======== EXTRAIT ========
La modernité et ses prothèses s’effondrent, l’optimisme historique qui était supposé capable de galvaniser les peuples en marche vers un avenir radieux suppose, pour se maintenir dans la durée, que des événements observables par tous ne viennent les infirmer et les démentir, car alors, les sacrifices exigés deviennent incompréhensibles et sources de révoltes. Or, les principaux messages de la classe politique ou médiatique délivrent sans arrêt des messages anxiogènes concernant la pollution de la planète, le réchauffement climatique, la destruction de la biodiversité et – cerise sur un gâteau déjà amer – tout cela sur fond de menaces qualifiées de terroristes sans jamais en évoquer les causes. Enfin, dernier coup du sort, surgit un virus qui, en peu de temps, est venu anéantir nos libertés, tuer la vie sociale, fermer les commerces, ébranler l’hôpital, interdire les messes… et sert de précieux alibi à des pouvoirs publics qui l’utilisent pour transformer peu à peu nos fausses démocraties en système totalitaire. Plus personne ne peut raisonnablement croire en la fable d’une histoire dont le sens conduirait au bonheur. Nous sommes contraints à un travail de deuil des grandes attentes collectives car nous ne sommes pas passés de l’ombre à la lumière et le progrès est désormais une idée morte.[7] L’idéologie du Progrès inflige de véritables souffrances aux victimes des promesses non tenues. Le moment présent en est le deuil, mélange de gueule de bois, de coma ontologique et de mise en veille de la pensée. ■ ANTOINE DE CRÉMIERS (À suivre)
[1]Dominique Strauss-Kahn : Discours à Bruxelles. Mars 1999.
[2]Georges Steiner : Dans le château de Barbe-Bleue. Editions Gallimard 1986
[3]Pierte-André Taguieff : L’effacement de l’avenir. Editions Galilée. 2000.
[4]Emmanuel Kant : « La religion dans les limites de la simple raison. »
[5]Jacques Julliard : « Le choix de Pascal. » Éditions Desclée de Brouwer.2003.
[6]Yohan Ariffin : « Généalogie de l’idée de Progrès » histoire d’une philosophie cruelle sous un nom consolant. Éditions du Félin. 2012
[7]W. Pfaff:Du progrès: Réflexions sur une idée morte. Revue Commentaire n°74. 1996.
L’Avenir avait remplacé le Ciel. Par quoi remplacera-t-on l’Avenir ?
C’est le problème de la modernité, mais il est vrai que c’est un redoutable problème ! On peut supposer qu’elle ne s’en sortira pas.
========
▶ _OBJECTIF DE LA TÂCHE_: D'après l'extrait, à quoi les pouvoirs publics utilisent-ils le virus ?
======== DONNÉES FOURNIES ========
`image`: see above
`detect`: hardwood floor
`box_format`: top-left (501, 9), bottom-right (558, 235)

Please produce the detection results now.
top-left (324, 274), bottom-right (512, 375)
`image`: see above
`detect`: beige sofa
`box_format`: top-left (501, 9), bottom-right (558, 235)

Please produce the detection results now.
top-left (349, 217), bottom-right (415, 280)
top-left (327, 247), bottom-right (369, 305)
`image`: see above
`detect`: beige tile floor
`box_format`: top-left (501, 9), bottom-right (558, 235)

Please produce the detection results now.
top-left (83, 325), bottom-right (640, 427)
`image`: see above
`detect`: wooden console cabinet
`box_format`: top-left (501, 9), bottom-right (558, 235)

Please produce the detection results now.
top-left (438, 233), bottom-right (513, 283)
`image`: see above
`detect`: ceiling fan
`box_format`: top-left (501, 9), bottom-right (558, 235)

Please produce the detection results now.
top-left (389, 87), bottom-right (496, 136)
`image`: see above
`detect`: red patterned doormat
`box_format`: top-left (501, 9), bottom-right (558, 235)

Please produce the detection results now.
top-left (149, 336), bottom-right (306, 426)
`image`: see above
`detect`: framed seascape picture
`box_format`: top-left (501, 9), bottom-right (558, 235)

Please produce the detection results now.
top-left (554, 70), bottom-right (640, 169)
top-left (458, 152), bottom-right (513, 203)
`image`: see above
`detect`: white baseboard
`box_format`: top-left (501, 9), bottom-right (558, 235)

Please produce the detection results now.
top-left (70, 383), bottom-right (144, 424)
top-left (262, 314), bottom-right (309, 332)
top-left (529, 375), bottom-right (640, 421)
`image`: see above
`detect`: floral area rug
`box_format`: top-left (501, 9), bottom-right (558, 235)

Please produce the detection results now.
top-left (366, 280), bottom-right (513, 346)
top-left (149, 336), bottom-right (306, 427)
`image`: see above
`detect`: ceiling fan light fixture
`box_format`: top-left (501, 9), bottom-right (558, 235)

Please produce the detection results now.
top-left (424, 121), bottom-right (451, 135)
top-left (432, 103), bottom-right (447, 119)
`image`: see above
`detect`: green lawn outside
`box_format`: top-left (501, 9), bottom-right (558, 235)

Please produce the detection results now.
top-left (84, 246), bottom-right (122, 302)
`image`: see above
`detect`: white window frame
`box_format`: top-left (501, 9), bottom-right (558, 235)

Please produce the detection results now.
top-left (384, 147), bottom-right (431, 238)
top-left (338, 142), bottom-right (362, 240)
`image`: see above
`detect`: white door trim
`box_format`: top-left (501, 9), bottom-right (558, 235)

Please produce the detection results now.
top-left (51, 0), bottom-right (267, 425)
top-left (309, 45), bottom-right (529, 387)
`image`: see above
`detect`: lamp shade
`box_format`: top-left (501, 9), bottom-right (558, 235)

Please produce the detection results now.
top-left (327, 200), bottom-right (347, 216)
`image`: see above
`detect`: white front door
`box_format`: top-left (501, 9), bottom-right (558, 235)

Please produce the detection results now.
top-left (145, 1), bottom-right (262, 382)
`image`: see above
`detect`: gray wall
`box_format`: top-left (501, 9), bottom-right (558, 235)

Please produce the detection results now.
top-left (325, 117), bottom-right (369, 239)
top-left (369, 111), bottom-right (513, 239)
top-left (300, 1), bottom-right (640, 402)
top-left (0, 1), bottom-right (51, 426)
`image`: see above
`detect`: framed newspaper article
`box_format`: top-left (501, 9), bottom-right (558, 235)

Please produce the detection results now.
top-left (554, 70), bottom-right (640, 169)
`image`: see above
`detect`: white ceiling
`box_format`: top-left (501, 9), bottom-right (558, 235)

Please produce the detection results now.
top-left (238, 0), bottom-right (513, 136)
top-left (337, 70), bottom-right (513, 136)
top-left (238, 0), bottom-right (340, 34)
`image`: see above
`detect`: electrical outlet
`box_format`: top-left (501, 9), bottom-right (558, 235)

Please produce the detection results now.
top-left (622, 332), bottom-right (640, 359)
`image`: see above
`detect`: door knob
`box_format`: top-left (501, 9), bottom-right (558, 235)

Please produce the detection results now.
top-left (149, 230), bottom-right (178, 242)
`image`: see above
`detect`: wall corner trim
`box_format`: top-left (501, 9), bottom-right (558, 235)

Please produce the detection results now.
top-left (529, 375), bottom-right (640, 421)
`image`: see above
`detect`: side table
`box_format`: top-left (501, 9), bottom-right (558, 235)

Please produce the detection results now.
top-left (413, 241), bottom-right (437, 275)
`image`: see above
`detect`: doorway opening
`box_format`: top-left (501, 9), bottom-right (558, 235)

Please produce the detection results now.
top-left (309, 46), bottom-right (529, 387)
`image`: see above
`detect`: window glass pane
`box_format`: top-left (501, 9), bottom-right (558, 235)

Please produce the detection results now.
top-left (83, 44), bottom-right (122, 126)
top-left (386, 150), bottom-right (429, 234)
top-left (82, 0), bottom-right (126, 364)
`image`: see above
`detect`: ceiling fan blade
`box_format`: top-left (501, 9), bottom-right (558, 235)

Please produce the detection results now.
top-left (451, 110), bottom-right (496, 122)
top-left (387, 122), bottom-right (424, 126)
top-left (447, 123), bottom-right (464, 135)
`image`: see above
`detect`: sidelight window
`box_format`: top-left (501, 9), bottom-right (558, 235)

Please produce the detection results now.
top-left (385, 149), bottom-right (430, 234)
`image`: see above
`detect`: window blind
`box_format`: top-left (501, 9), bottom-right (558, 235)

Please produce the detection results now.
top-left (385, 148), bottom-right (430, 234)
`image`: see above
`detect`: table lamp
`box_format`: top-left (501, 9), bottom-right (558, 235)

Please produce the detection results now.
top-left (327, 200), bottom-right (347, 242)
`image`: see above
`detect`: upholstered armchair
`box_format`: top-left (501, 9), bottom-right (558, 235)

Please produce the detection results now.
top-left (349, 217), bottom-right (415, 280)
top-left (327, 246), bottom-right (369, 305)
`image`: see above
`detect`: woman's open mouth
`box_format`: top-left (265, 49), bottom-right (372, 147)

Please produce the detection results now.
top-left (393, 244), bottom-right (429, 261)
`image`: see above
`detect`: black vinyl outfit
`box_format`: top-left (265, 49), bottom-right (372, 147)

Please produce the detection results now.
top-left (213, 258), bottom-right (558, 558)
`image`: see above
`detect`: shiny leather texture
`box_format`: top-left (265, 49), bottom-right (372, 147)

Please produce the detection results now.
========
▶ _RÉSULTAT PRODUIT_: Ils l'utilisent pour transformer peu à peu nos fausses démocraties en système totalitaire.